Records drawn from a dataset
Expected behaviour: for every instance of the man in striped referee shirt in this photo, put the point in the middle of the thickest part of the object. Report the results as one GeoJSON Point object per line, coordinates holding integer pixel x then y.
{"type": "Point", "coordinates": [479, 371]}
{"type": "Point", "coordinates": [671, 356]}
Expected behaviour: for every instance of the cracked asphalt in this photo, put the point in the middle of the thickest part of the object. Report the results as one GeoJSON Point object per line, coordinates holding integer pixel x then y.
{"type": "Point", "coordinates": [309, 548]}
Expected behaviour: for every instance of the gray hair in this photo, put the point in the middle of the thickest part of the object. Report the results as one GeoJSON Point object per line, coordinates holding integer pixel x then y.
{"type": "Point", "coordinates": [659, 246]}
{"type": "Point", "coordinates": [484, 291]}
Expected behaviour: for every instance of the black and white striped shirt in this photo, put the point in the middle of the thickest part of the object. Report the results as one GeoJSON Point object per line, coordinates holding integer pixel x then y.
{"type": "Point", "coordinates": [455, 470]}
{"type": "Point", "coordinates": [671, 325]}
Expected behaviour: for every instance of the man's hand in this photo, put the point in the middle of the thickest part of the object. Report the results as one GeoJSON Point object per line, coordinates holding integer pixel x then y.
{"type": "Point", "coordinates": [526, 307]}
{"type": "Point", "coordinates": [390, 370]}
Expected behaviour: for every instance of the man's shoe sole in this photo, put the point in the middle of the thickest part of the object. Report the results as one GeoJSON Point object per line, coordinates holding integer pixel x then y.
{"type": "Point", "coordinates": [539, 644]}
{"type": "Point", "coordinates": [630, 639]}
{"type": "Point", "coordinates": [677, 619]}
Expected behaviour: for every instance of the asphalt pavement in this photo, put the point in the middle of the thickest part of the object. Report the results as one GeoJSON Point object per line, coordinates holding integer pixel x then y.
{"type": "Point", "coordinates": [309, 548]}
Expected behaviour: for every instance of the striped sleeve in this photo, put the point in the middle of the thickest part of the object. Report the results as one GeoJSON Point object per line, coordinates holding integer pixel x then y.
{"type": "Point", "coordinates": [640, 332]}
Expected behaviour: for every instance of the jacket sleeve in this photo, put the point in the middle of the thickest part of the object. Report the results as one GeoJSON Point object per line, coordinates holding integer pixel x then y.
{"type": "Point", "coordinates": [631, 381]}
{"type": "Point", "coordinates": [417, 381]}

▸ **THE TASK**:
Would you return every line of the data above exactly?

▸ **ANSWER FOR THE TASK**:
Expected behaviour: for every instance of the man in striped referee shirt in this photo, put the point in the middle of the thickest part of the object. Report the results as one GeoJSON Point object per line, coordinates holding integer pixel x then y.
{"type": "Point", "coordinates": [479, 371]}
{"type": "Point", "coordinates": [671, 356]}
Expected behaviour: for every instance of the cracked asphalt in this photo, put the point in the middle of the thickest part of the object. Report the results as one GeoJSON Point object per line, coordinates holding integer pixel x then y.
{"type": "Point", "coordinates": [309, 548]}
Expected behaviour: for every instance of the gray hair in this photo, put the point in the middle of the thickest part of the object. Report the results as one GeoJSON Point object per line, coordinates holding integer pixel x then y.
{"type": "Point", "coordinates": [659, 246]}
{"type": "Point", "coordinates": [484, 291]}
Expected behaviour: for every instance of the black and white striped shirt in this photo, put the point in the middle of the thickest part of the object. Report the results as one GeoJSON Point object per line, coordinates holding integer pixel x then y.
{"type": "Point", "coordinates": [455, 470]}
{"type": "Point", "coordinates": [671, 325]}
Expected behaviour: for every instance of the man's hand in this photo, put the point in the middle of the thickest part of the object. Report the results as one GeoJSON Point object per line, coordinates holding integer pixel x then y.
{"type": "Point", "coordinates": [526, 307]}
{"type": "Point", "coordinates": [390, 370]}
Expected behaviour: for every instance of the man's shoe sole in this photo, put the point in the middle of the thickest part of the object. Report the results as one GeoJSON Point object per line, coordinates holding integer pixel x then y.
{"type": "Point", "coordinates": [539, 644]}
{"type": "Point", "coordinates": [630, 639]}
{"type": "Point", "coordinates": [677, 619]}
Expected behaviour: for every instance of the asphalt pavement in this photo, put the point in the middle of the thickest part of the object. Report the results as one GeoJSON Point object per line, coordinates holding integer pixel x then y.
{"type": "Point", "coordinates": [309, 548]}
Expected behaviour: for every instance of the striped sleeve in this photo, put the point in the middle of the thickest part of the object. Report the results as one GeoJSON Point object per line, coordinates holding integer pixel x then y.
{"type": "Point", "coordinates": [640, 332]}
Expected behaviour: for every instance of the jacket sleeve in this photo, put the point in the middle of the thickest part of the object. Report the results as one GeoJSON Point object per line, coordinates holding integer pixel x then y.
{"type": "Point", "coordinates": [631, 381]}
{"type": "Point", "coordinates": [417, 381]}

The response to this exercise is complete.